▸ **Your objective**
Return the whole listing, line for line, without the pictures in it.

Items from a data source

=======

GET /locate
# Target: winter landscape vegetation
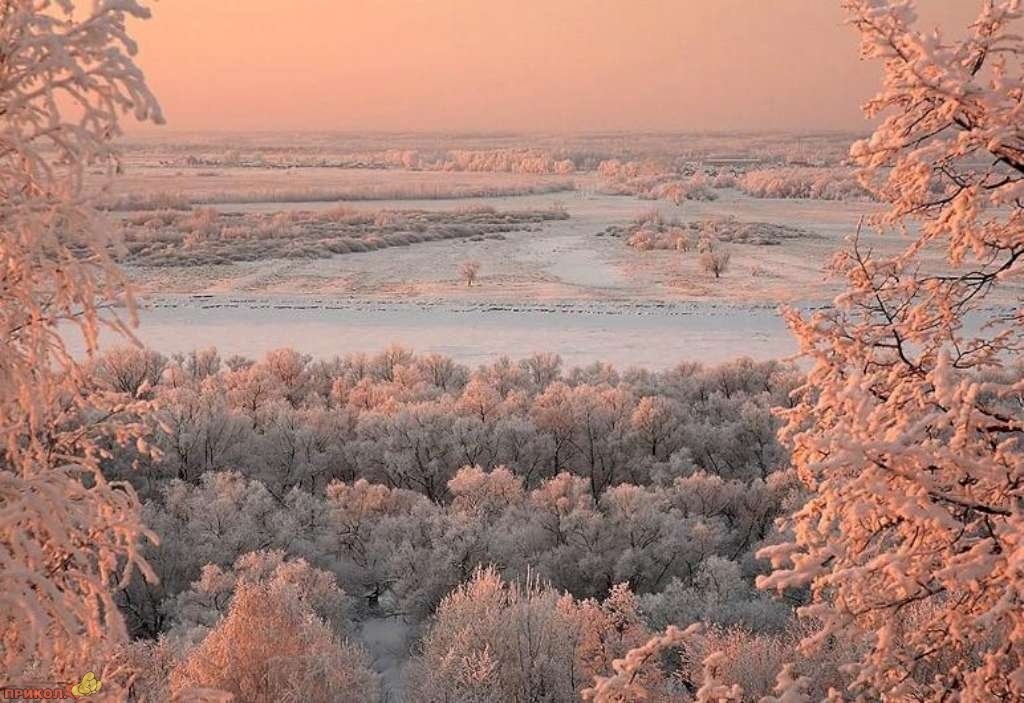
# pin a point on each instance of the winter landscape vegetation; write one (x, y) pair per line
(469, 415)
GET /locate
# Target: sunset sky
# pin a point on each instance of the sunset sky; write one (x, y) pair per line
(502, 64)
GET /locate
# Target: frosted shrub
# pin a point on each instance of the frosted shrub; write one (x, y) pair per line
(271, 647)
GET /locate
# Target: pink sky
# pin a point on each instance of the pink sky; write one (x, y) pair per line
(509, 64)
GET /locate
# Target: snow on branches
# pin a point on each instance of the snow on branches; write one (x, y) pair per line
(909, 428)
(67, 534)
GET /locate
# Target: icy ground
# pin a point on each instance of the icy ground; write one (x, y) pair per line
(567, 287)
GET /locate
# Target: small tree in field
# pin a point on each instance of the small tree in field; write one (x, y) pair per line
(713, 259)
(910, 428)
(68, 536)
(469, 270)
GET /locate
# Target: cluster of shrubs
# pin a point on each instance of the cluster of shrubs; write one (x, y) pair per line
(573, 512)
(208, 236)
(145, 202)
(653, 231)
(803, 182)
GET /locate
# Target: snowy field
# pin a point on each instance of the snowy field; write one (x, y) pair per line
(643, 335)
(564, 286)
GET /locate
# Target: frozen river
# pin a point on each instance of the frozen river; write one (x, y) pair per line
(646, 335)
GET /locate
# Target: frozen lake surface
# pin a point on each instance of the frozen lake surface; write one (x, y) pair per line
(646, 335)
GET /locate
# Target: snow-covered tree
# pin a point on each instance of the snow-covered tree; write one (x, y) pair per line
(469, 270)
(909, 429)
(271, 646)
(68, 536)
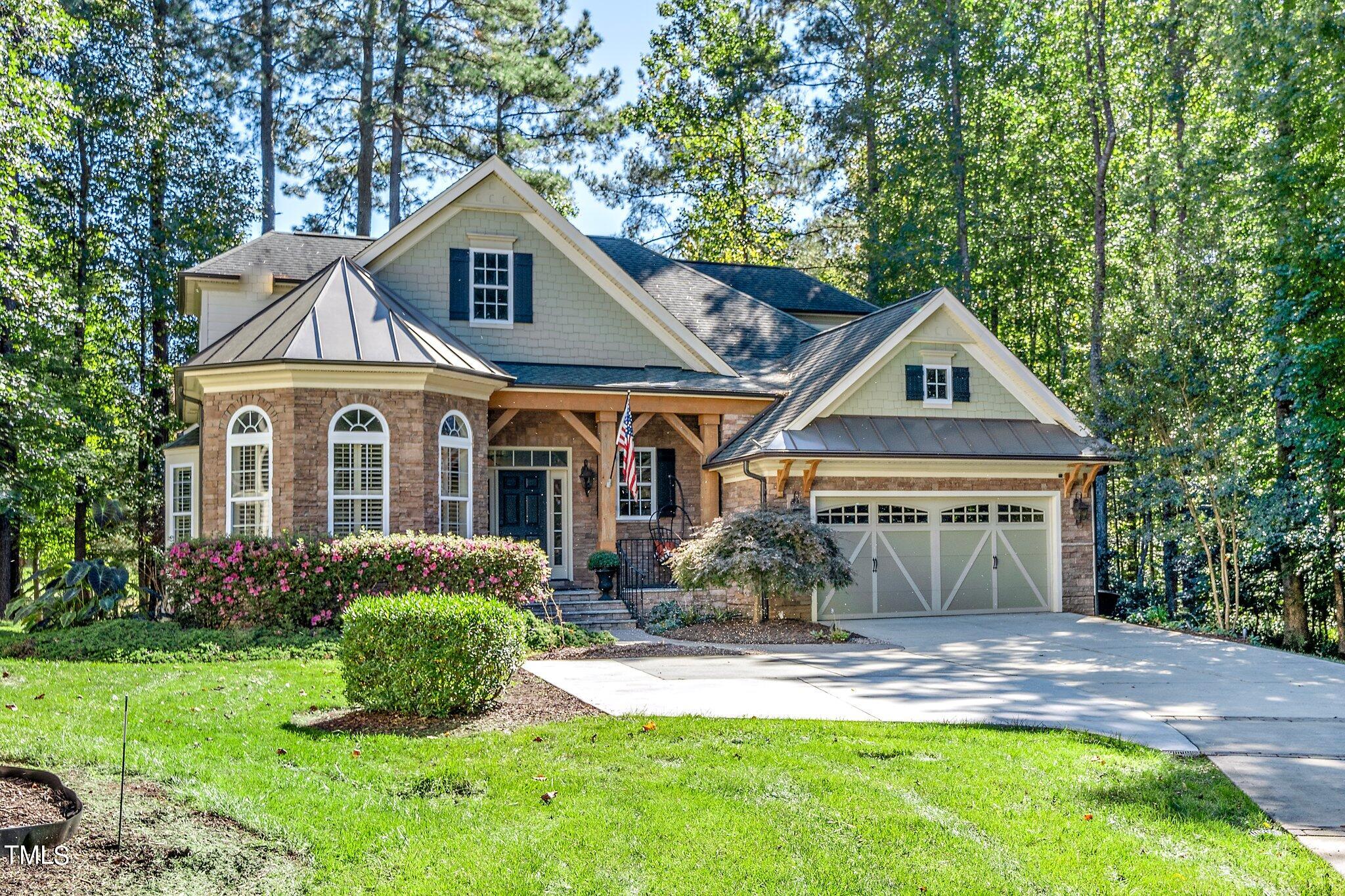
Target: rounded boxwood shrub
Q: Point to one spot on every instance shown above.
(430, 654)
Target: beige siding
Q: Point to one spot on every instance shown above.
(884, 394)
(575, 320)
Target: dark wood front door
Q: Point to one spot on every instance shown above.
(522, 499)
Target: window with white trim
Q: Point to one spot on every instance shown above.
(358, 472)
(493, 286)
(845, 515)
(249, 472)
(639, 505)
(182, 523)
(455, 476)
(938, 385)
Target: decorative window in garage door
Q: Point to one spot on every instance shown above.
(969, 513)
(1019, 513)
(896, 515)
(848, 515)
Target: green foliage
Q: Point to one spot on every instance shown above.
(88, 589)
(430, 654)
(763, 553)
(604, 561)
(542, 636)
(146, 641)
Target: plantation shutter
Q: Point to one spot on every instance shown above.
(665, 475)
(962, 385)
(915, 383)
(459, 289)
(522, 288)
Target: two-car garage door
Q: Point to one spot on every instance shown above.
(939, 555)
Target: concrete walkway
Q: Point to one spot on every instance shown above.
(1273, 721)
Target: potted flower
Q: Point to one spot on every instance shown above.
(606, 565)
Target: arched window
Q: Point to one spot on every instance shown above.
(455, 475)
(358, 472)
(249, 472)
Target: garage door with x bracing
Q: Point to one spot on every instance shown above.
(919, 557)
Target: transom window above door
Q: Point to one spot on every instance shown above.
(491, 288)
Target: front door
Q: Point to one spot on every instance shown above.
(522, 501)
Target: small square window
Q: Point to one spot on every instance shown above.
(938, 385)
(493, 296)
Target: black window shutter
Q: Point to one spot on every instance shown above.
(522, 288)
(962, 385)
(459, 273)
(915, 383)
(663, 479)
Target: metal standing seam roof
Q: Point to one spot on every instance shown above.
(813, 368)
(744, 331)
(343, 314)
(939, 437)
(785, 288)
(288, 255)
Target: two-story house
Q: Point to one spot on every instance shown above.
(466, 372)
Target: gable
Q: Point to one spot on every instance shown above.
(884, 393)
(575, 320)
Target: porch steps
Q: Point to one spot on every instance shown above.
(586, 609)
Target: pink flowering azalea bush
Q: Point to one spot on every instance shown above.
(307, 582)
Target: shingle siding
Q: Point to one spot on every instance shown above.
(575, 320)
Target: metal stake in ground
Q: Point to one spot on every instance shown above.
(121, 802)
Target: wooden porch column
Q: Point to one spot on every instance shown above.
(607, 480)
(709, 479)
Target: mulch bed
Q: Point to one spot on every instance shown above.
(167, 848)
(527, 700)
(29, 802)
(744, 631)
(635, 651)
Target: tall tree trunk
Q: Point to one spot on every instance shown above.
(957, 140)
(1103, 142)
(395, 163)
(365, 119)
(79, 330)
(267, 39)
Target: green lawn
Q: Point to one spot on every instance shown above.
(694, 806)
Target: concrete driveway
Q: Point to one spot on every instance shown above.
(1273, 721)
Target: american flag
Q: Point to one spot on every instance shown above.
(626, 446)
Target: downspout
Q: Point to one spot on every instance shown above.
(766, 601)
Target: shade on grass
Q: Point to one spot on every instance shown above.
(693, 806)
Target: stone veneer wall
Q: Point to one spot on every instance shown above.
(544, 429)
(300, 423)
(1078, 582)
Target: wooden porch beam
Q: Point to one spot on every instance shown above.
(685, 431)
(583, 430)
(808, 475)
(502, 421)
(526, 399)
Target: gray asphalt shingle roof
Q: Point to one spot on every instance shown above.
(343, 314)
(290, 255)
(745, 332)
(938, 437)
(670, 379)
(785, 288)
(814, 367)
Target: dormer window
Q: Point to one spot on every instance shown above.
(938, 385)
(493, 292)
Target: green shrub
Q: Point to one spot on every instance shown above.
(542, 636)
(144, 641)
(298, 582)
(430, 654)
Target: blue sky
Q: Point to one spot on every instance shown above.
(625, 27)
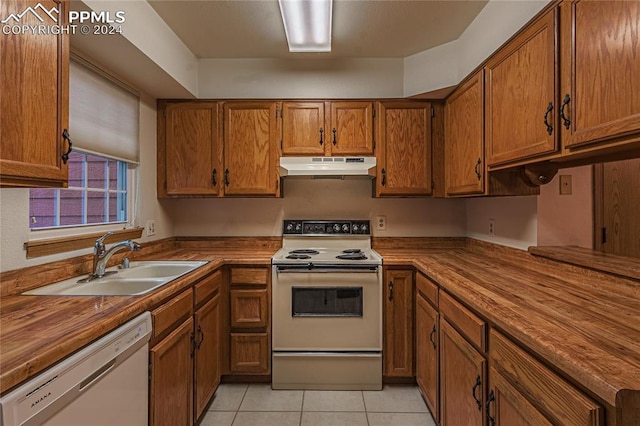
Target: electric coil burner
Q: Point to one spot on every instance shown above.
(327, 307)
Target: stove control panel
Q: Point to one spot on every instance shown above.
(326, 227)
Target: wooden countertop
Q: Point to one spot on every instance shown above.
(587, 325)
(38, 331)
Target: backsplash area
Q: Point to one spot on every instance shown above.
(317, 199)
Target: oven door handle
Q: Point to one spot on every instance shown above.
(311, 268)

=======

▸ **Response to this task**
GET /locate
# Target: winter landscape vegetation
# pin a point on each instance of the winter landscape vegetation; write one (x, y) pair per line
(469, 415)
GET /locate
# Target: sunset sky
# pin a point on each instance of the sunset sky; write one (x, y) pair per line
(502, 64)
GET /locate
# Target: frosted shrub
# pin a point on each instance of the frosted shrub; write one (x, y) pair per line
(271, 647)
GET /locate
# Target: pink sky
# pin a point on each instance of the pink sky; write one (x, y) pair per line
(509, 64)
GET /locate
# Target: snow on branches
# pin a point on each instance of the snow on branches; write one (x, y) pair per line
(909, 428)
(67, 534)
GET /locate
# Target: icy ground
# pin a point on each instance of the icy ground; write one (x, y) pair per line
(567, 287)
GET /locate
# Target: small tree in field
# pin a point on each instance of the small tree in field; write one (x, y) pair per line
(713, 259)
(910, 428)
(68, 536)
(469, 270)
GET /locate
# Target: cluster of shrubs
# pin a point on each instance of the cluster of shrubs; write one (x, y) pair per line
(573, 512)
(208, 236)
(145, 202)
(653, 231)
(803, 182)
GET /locate
# Target: snowy field
# pin a point on each instance of the snowy field; write one (x, y) pair per line
(643, 335)
(564, 286)
GET /locate
# Target: frozen river
# pin a point on each instance of the frozen river; write one (x, y) pair per line
(646, 335)
GET /locate
# Target: frozen lake surface
# pin a point on each instance of the frozen lake surface; write one (x, y) pair per line
(646, 335)
GET /locate
# Target: snow-covered tree
# pin a point on each instance of the snow-covered tree; write one (x, y) pair per line
(469, 270)
(909, 429)
(271, 646)
(68, 536)
Target: rounded boxwood shrub
Q: Point to one spot on every instance shown above.
(430, 654)
Target: beige siding
Q: Point to one spot on every instance shown above.
(884, 394)
(575, 320)
Target: dark wood front door
Q: Point to one spot on every instance shown above.
(522, 499)
Target: window with white trim
Q: Point to one spot on every instance shown above.
(358, 472)
(493, 286)
(845, 515)
(249, 472)
(639, 505)
(182, 523)
(455, 476)
(938, 385)
Target: decorative window in garage door
Q: Point to one spot on every instance shown above.
(969, 513)
(1019, 513)
(896, 515)
(848, 515)
Target: green foliage
Q: Point to one spot on every instance shown above.
(88, 589)
(430, 654)
(763, 553)
(604, 561)
(542, 636)
(146, 641)
Target: plantation shutter
Q: Point to one spot on every instance shown above.
(665, 475)
(962, 385)
(915, 383)
(459, 289)
(522, 288)
Target: two-car garage door
Q: Point to one spot on every instance shown above.
(939, 555)
Target: concrete walkway
Q: Point to one spot on every instance shown above.
(1273, 721)
Target: potted flower
Q: Point to one spot on every instance shown above.
(606, 565)
Target: arched window
Q: Point to one spot on every instance shown above.
(455, 475)
(358, 472)
(249, 472)
Target: garage door with x bracing
Q: Point to one spot on every instance shown above.
(919, 557)
Target: transom window above door
Q: Point to one spot on every instance shown above.
(491, 288)
Target: front door
Q: Point to one spot on every instance shown above.
(522, 501)
Target: small square window
Q: Point to one spot on every instance shown above.
(938, 385)
(493, 296)
Target: black window shutter
Q: Point to one spot on every instance shown above.
(522, 288)
(962, 385)
(459, 273)
(915, 383)
(663, 479)
Target: metal standing seam roof
Q: Point to one spot on every instance shown above.
(813, 368)
(744, 331)
(343, 314)
(939, 437)
(785, 288)
(288, 255)
Target: two-story house
Q: Point to one spot on every instance shown above.
(466, 372)
Target: gable
Q: Point to one spot on every instance shown above.
(884, 393)
(575, 320)
Target: porch steps
Q: Point to one spot on every instance shown above.
(586, 609)
Target: pink flowering azalea bush
Q: Point to one spot on every instance shown above.
(307, 582)
Target: shingle siding
Q: Point to one spot on every instance shown above.
(575, 320)
Target: metal stake in ground
Q: Point to one spot on every instance shown above.
(121, 802)
Target: wooden porch column
Q: Point to one spot on every instance shown above.
(607, 480)
(709, 479)
Target: mulch bed
Q: Point to one spot on every instance shown above.
(167, 848)
(527, 700)
(29, 802)
(744, 631)
(635, 651)
Target: tall tree trunk
Q: Point to one spot on every instance shown above.
(957, 140)
(1103, 142)
(395, 163)
(365, 119)
(79, 330)
(267, 39)
Target: green lawn
Q: Point to one spot on every instance shown above.
(694, 806)
Target: concrete driveway
Q: Point to one spot on every instance shown above.
(1273, 721)
Target: american flag
Q: Point to one spot on every instance shown above.
(626, 446)
Target: downspout
Q: Point to one spot on every instance shown above.
(766, 601)
Target: shade on grass
Q: Point to one spot on every instance shown above.
(693, 806)
Target: stone veneer wall
Q: Point to one spot on every instance shown above.
(544, 429)
(300, 423)
(1078, 582)
Target: wooden porch beam
Q: Point to one spot on every instance shown above.
(685, 431)
(583, 430)
(808, 475)
(502, 421)
(526, 399)
Target: gray asphalt shingle roof
Q: Point to one spot on every instance shown above.
(343, 314)
(290, 255)
(745, 332)
(938, 437)
(670, 379)
(785, 288)
(814, 367)
Target: dormer window
Q: Point to one spot on every instance shown above.
(938, 385)
(493, 292)
Target: green shrub
Q: Point to one spot on every instance shown above.
(542, 636)
(144, 641)
(298, 582)
(430, 654)
Target: blue sky
Q: Point to one spot on every instance shown above.
(625, 27)
Target: electric coil burner
Q: Point to one spot on every instance shown above.
(327, 307)
Target: stove control panel
Q: Point to one spot on every instance shown above.
(326, 227)
Target: wooden countertop
Q: Point to one spot on every instance shown above.
(587, 325)
(38, 331)
Target: backsplash area
Q: Point to one spot on every instance shown above.
(317, 199)
Target: oven door handle
Q: Point to one spot on every instance shown above.
(311, 268)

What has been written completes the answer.